* _Arbeitsauftrag 1_:
Gib jede Zeile der Datensätze wieder, die das Wort „foliage“ enthält. Groß- und Kleinschreibung ist dabei zu beachten.

* _Textauszug_:

☆ ☆ ☆

BPatG: Wie der Käptn Sharky im Porzellanladen! / Zur Verwechselungsgefahr von Marken bei Verwendung gekreuzter Schwerter

veröffentlicht am 13. Oktober 2010

BPatG, Beschluss vom 26.05.2010, Az. 27 W (pat) 200/09
§ 9 Abs. 1 Nr. 2 MarkenG

Das BPatG hatte sich in dieser Entscheidung mit Käptn Sharky zu befassen, nachdem dieser dem traditionsreichen Unternehmen Meissener Porzellan Kopfschmerzen bereitete. Im Einzelnen ging es um die Verwechselungsgefahr dieser Marke

Käptn Sharky

und dieser

Meissener Porzellan

Das Bundespatentgericht konnte eine Verwechselungsgefahr nicht bestätigen. Zur Entscheidung im Volltext:



Bundespatentgericht

Beschluss

In der Beschwerdesache

betreffend die Marke 306 32 894

hat der 27. Senat (Marken-Beschwerdesenat) des Bundespatentgerichts auf die mündliche Verhandlung vom 26. April 2010 durch … beschlossen:

Die Beschwerde wird zurückgewiesen.

☆ ☆ ☆

* _Arbeitsauftrag 2_:
Beantworte zum Textauszug über die Verwechselungsgefahr von Marken oben folgende Fragen:
(a) An welchem Datum wurde der Beitrag veröffentlicht?
(b) Welcher Senat des Bundespatentgerichts hat den Beschluss gefasst?
(c) Wie lautet die Entscheidung über die Beschwerde?

[Datensatzzeilen]

☆ ☆ ☆

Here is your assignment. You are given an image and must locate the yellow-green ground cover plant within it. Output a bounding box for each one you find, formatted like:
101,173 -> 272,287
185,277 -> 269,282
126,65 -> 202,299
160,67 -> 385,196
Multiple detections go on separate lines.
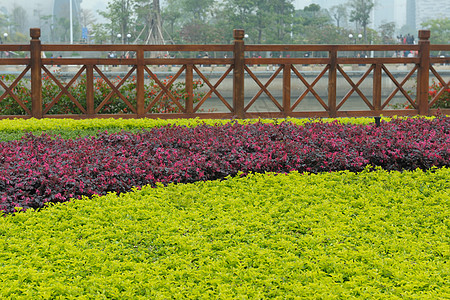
0,118 -> 450,299
0,168 -> 450,299
0,118 -> 450,213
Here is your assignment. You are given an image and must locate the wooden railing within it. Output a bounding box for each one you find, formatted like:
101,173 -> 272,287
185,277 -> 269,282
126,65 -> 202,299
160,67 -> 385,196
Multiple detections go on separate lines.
0,28 -> 450,118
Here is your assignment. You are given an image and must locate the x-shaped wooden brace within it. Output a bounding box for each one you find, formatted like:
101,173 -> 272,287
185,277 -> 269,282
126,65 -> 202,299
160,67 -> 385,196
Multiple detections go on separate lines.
194,66 -> 233,112
94,66 -> 137,114
429,66 -> 450,107
291,65 -> 330,110
381,65 -> 419,109
0,65 -> 31,115
144,65 -> 186,113
244,66 -> 283,111
42,66 -> 86,115
336,65 -> 375,110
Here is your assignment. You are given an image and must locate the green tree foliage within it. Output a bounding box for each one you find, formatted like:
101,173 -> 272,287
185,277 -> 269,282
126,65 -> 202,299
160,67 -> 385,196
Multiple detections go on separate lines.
99,0 -> 134,43
330,4 -> 348,27
293,4 -> 338,44
421,18 -> 450,44
349,0 -> 375,43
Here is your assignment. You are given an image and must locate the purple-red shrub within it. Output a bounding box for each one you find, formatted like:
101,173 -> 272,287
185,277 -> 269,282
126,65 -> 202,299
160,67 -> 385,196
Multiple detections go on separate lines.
0,118 -> 450,213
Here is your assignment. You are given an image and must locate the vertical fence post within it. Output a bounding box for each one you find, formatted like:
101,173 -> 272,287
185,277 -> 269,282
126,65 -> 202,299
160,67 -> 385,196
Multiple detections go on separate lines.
30,28 -> 42,119
86,65 -> 95,118
283,64 -> 291,117
136,48 -> 145,118
233,29 -> 245,119
328,49 -> 337,118
417,30 -> 430,115
373,64 -> 382,111
185,64 -> 194,114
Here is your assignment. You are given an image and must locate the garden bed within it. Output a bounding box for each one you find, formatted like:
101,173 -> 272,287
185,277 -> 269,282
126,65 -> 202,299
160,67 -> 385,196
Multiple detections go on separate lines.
0,118 -> 450,213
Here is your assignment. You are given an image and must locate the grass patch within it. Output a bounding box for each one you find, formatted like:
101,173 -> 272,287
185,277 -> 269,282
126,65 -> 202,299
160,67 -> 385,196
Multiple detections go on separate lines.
0,168 -> 450,299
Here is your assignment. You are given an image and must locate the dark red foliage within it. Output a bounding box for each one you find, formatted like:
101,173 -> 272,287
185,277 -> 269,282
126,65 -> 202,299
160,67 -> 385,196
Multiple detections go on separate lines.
0,118 -> 450,213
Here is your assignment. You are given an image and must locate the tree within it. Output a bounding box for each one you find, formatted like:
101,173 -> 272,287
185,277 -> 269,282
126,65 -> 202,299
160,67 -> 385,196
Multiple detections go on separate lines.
421,18 -> 450,44
11,5 -> 28,33
330,4 -> 348,27
99,0 -> 134,44
349,0 -> 375,43
293,4 -> 337,44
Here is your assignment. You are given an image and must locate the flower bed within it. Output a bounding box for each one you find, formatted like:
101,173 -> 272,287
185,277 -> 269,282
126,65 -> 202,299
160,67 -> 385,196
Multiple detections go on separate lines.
0,118 -> 450,213
0,168 -> 450,299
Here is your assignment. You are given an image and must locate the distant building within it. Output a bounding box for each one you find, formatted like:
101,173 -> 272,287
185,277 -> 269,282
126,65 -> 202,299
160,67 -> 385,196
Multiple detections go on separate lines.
415,0 -> 450,29
53,0 -> 82,42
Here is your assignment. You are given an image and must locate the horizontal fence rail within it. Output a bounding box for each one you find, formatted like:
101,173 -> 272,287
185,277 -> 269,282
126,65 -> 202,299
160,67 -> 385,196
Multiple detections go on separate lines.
0,28 -> 450,118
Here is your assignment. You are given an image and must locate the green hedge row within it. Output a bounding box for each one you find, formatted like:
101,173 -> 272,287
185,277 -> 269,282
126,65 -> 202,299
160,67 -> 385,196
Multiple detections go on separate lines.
0,168 -> 450,299
0,117 -> 433,141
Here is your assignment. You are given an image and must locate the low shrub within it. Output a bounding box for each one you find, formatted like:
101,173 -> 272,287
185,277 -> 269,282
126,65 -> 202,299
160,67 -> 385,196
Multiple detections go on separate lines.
0,118 -> 450,213
0,168 -> 450,299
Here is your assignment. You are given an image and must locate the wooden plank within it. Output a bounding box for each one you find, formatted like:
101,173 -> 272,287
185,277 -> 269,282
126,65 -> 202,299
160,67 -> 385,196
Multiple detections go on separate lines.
86,65 -> 95,117
185,65 -> 194,114
136,49 -> 145,117
0,58 -> 31,66
245,45 -> 419,52
328,49 -> 337,118
417,30 -> 430,115
283,64 -> 291,117
233,29 -> 245,119
42,44 -> 233,52
372,64 -> 382,110
30,28 -> 42,119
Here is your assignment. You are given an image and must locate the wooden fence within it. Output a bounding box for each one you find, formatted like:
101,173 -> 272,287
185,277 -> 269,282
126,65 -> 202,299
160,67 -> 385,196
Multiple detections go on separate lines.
0,28 -> 450,118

☆ ☆ ☆

* _Lösung 1_:
Here is your assignment. You are given an image and must locate the green tree foliage within it. Output a bounding box for each one you find, formatted like:
Here is your assignment. You are given an image and must locate the dark red foliage within it. Output a bounding box for each one you find, formatted like:

* _Lösung 2_:
(a) Am 13. Oktober 2010.
(b) Der 27. Senat (Marken-Beschwerdesenat).
(c) Die Beschwerde wird zurückgewiesen.